- SUPPLIED RECORDS:

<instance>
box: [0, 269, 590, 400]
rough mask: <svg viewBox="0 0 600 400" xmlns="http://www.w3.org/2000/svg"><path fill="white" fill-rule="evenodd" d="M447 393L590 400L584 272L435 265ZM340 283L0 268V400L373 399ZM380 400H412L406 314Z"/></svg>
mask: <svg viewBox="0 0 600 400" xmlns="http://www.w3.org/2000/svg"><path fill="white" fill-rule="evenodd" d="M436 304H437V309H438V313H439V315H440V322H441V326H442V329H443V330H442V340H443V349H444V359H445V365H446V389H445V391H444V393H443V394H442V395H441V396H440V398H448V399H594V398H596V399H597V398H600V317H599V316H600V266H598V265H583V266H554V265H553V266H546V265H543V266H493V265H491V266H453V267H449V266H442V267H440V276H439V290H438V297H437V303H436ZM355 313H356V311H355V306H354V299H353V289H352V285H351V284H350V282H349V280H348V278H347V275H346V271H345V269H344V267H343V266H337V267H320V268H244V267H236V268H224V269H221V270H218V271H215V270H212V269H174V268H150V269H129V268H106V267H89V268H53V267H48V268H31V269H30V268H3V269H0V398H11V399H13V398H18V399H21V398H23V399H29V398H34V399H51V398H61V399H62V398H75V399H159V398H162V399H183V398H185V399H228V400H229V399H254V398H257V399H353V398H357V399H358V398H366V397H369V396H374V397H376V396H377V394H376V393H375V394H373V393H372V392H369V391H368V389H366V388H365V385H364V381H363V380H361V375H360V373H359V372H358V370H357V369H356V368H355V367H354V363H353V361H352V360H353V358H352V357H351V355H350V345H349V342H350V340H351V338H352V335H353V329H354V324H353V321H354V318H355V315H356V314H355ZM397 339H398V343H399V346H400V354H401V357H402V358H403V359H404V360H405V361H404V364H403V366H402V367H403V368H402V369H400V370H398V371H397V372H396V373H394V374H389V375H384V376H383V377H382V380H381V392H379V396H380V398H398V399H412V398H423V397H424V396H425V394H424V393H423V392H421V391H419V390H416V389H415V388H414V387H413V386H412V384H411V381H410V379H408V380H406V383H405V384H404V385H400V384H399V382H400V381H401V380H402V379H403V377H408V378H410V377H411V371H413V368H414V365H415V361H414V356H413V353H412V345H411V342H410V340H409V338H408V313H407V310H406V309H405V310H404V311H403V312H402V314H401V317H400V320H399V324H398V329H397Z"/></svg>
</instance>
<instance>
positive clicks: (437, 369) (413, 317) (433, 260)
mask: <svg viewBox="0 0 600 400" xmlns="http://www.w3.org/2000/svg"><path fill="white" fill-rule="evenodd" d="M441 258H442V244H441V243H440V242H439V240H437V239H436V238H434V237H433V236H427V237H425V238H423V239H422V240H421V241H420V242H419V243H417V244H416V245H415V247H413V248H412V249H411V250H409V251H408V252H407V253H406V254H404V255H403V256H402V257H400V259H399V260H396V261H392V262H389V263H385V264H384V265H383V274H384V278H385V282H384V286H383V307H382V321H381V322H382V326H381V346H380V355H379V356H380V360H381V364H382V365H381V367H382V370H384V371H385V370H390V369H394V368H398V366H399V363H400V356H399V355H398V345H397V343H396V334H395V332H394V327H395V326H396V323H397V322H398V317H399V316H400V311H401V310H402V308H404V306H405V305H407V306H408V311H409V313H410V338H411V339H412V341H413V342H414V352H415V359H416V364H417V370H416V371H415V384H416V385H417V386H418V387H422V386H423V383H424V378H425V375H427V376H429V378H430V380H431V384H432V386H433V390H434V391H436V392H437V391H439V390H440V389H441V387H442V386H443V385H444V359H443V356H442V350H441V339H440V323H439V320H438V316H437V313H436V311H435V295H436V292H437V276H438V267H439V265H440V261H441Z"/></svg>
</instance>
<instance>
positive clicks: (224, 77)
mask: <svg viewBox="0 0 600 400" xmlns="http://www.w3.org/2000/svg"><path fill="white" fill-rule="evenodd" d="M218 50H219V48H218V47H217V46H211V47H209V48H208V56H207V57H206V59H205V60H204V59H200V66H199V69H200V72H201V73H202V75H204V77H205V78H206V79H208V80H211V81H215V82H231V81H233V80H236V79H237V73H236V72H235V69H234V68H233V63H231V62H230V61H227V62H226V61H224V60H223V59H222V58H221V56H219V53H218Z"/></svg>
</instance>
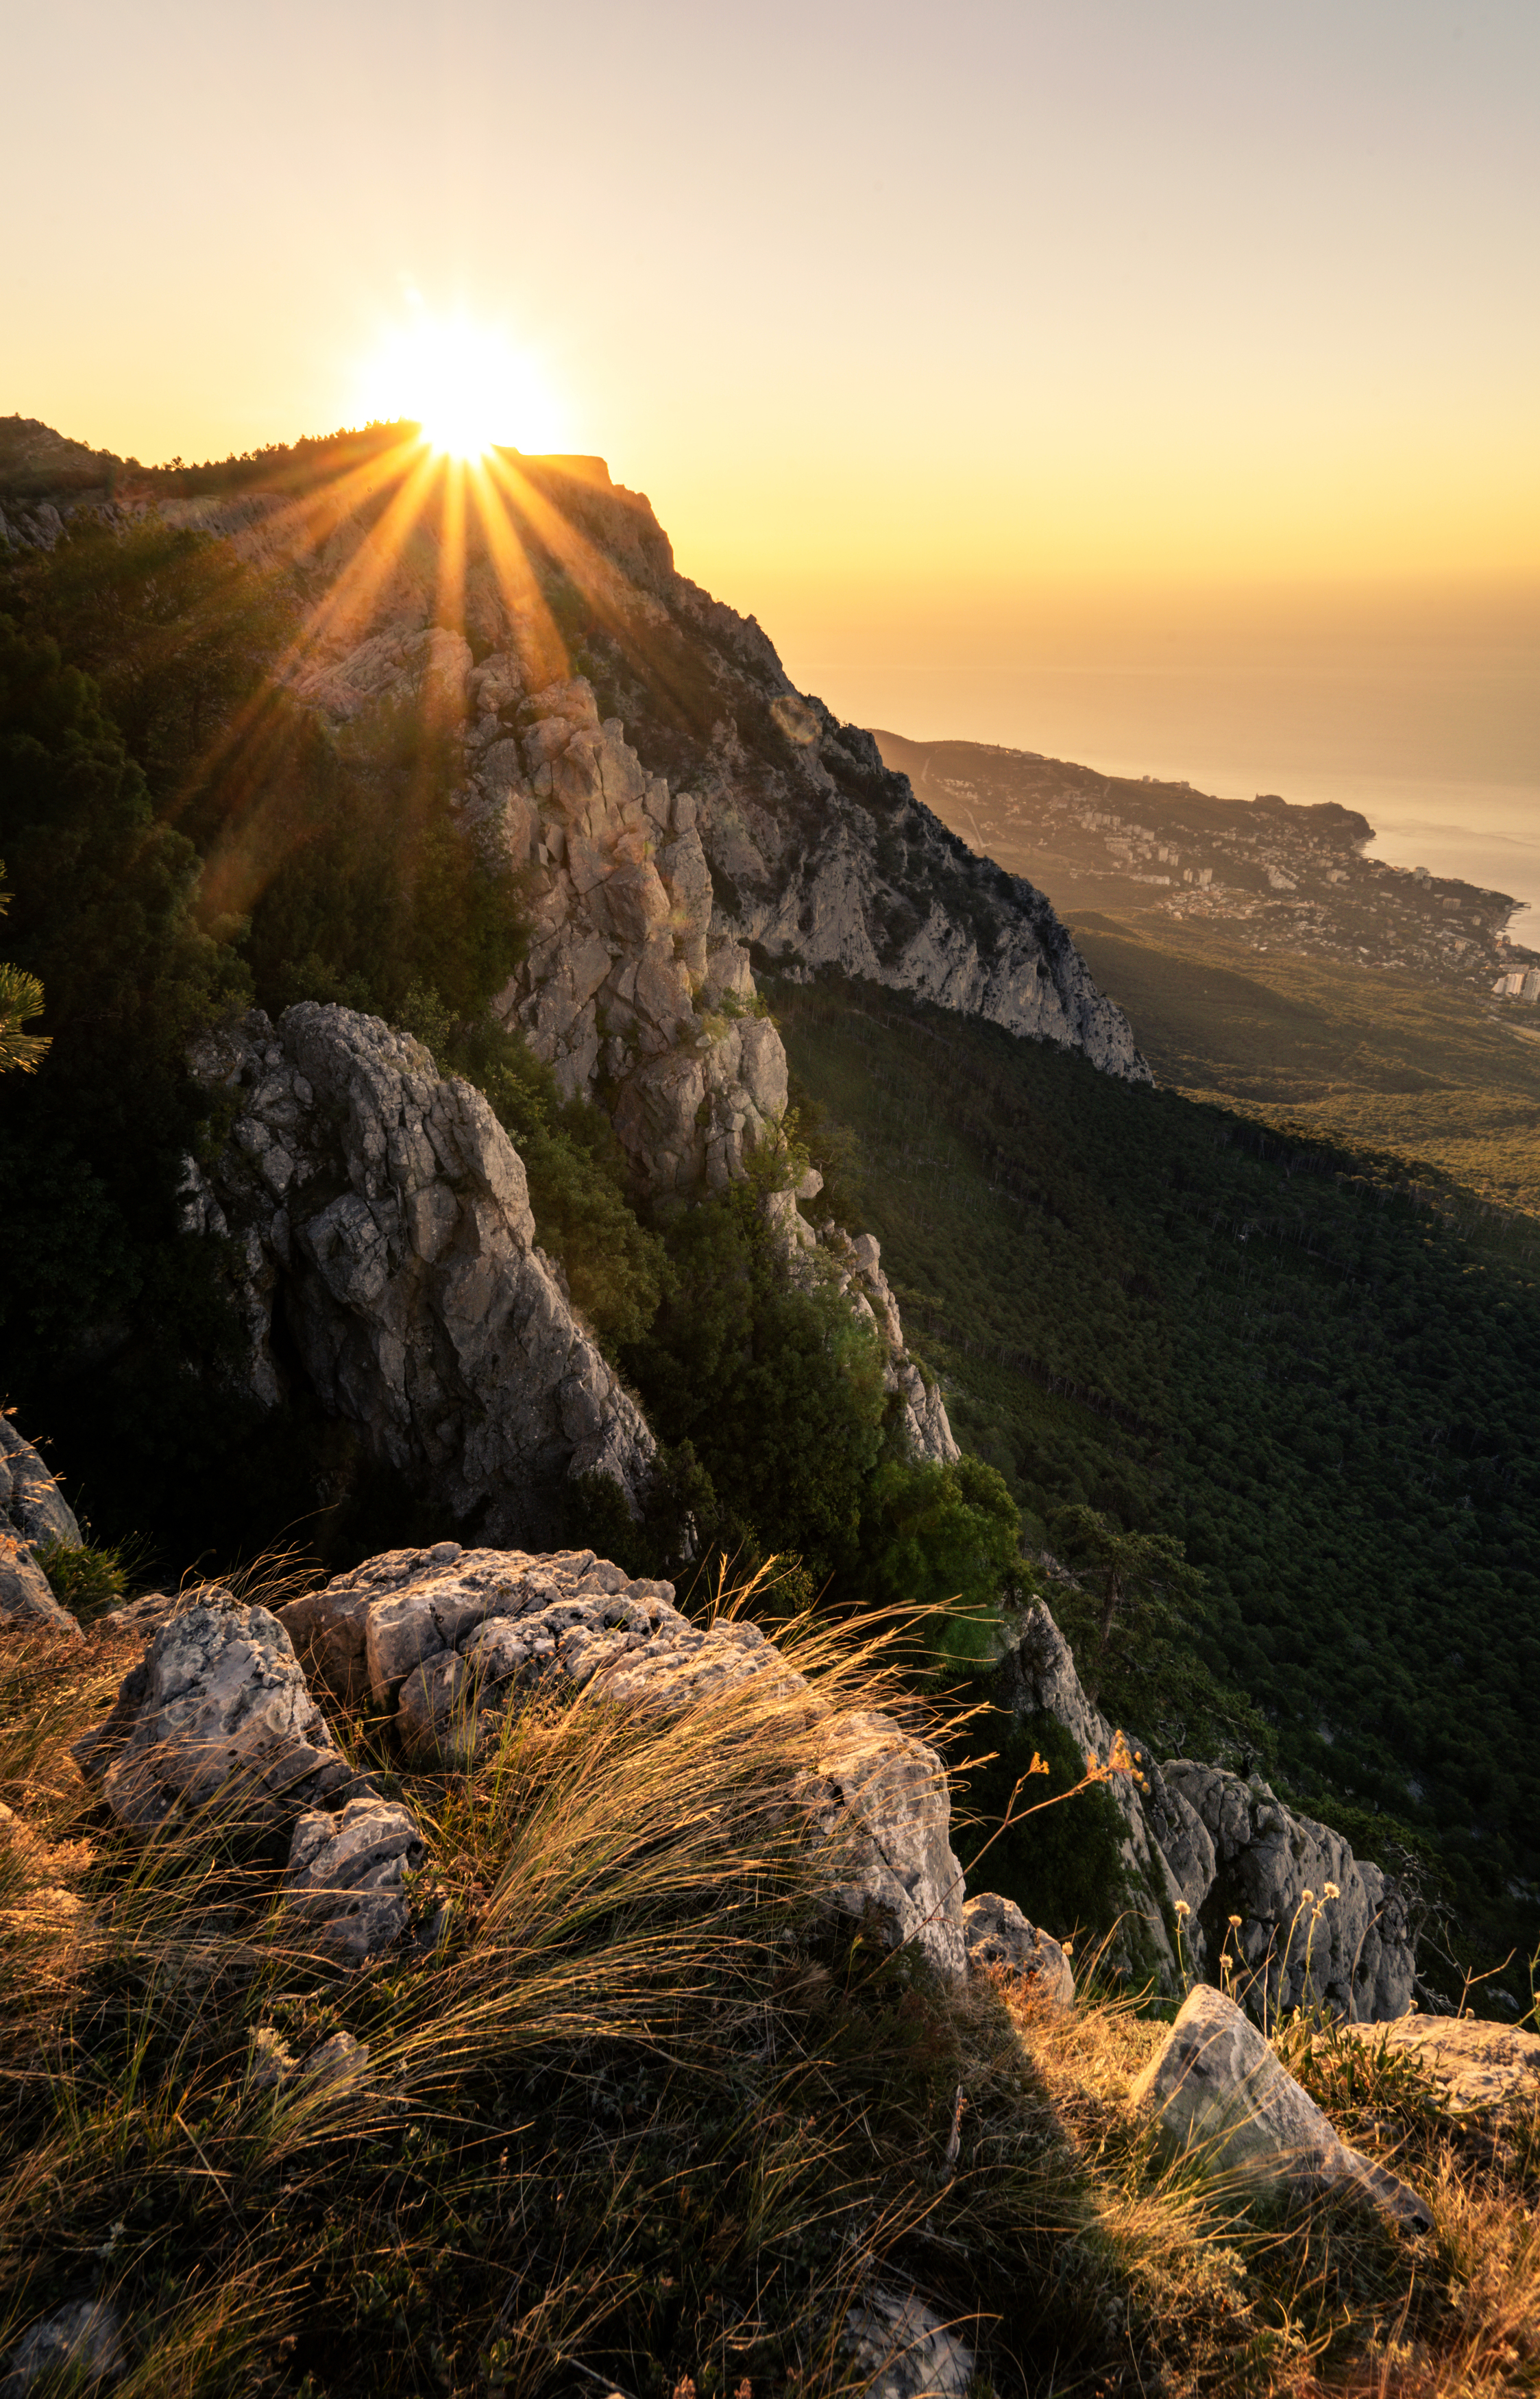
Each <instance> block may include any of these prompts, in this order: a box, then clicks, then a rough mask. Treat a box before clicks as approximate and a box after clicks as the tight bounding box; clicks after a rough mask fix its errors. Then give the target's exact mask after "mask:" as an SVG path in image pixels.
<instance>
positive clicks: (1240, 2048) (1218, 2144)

- WHAT YOU SHOULD DO: Reproduce without changes the part of the data that opens at its first line and closes with the line containing "rough mask: <svg", including both ends.

- EXERCISE RESULT:
<instance>
box: [0, 269, 590, 400]
rough mask: <svg viewBox="0 0 600 400" xmlns="http://www.w3.org/2000/svg"><path fill="white" fill-rule="evenodd" d="M447 393L590 400L584 272L435 265ZM340 283L0 268V400L373 399ZM380 400H412L406 314Z"/></svg>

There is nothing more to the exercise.